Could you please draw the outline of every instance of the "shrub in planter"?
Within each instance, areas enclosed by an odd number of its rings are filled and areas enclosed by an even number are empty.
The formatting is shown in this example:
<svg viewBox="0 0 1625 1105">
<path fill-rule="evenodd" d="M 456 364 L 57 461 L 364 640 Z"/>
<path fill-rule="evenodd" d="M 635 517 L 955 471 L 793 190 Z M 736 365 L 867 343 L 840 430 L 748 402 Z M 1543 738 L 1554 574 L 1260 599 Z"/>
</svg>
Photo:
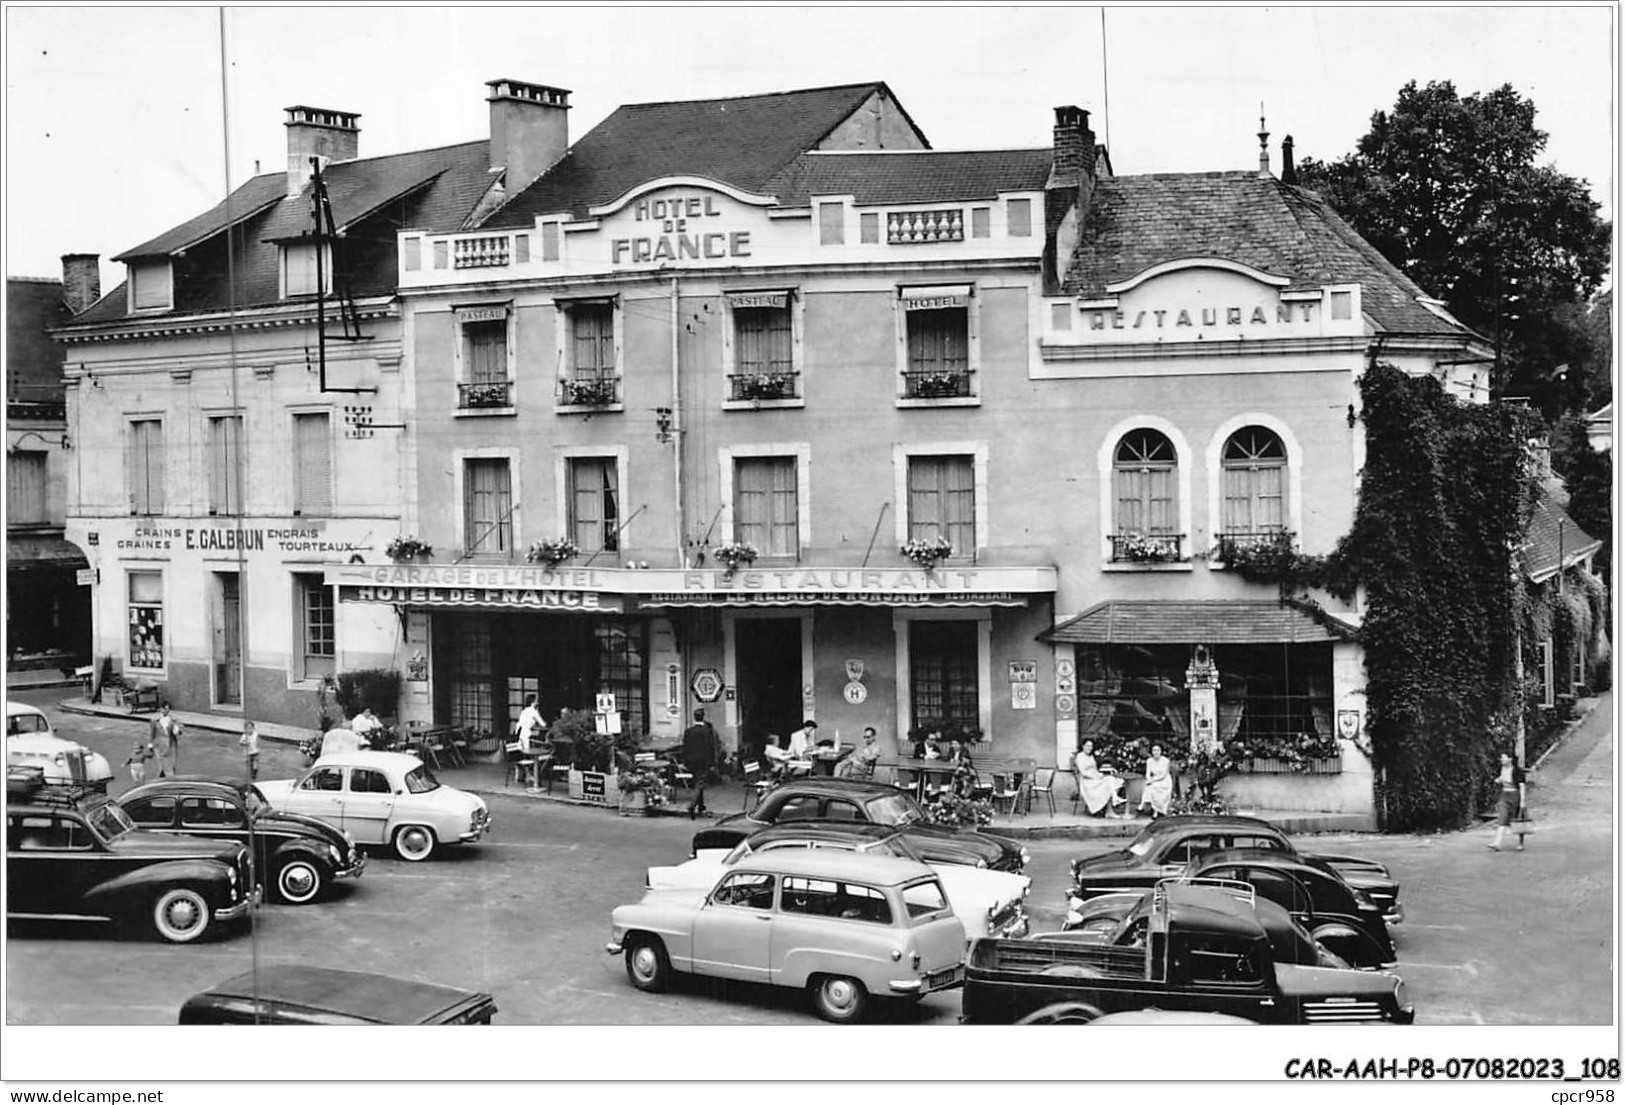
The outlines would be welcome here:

▶ **Exercise**:
Your answer must be an exact copy of the records, with no pictures in it.

▶ **Task output**:
Could you please draw the outline of every instance of the "shrub in planter"?
Within each instance, areas enclosed by an odd number of its rings are filled and areas enclosed by an even number are empty.
The formatting is shown in this example:
<svg viewBox="0 0 1625 1105">
<path fill-rule="evenodd" d="M 456 364 L 57 461 L 364 640 Z"/>
<path fill-rule="evenodd" d="M 635 517 L 955 471 L 793 190 Z M 736 365 L 867 343 L 840 430 L 748 402 Z M 1543 738 L 1554 574 L 1260 599 Z"/>
</svg>
Photo:
The outlines would be welcome here:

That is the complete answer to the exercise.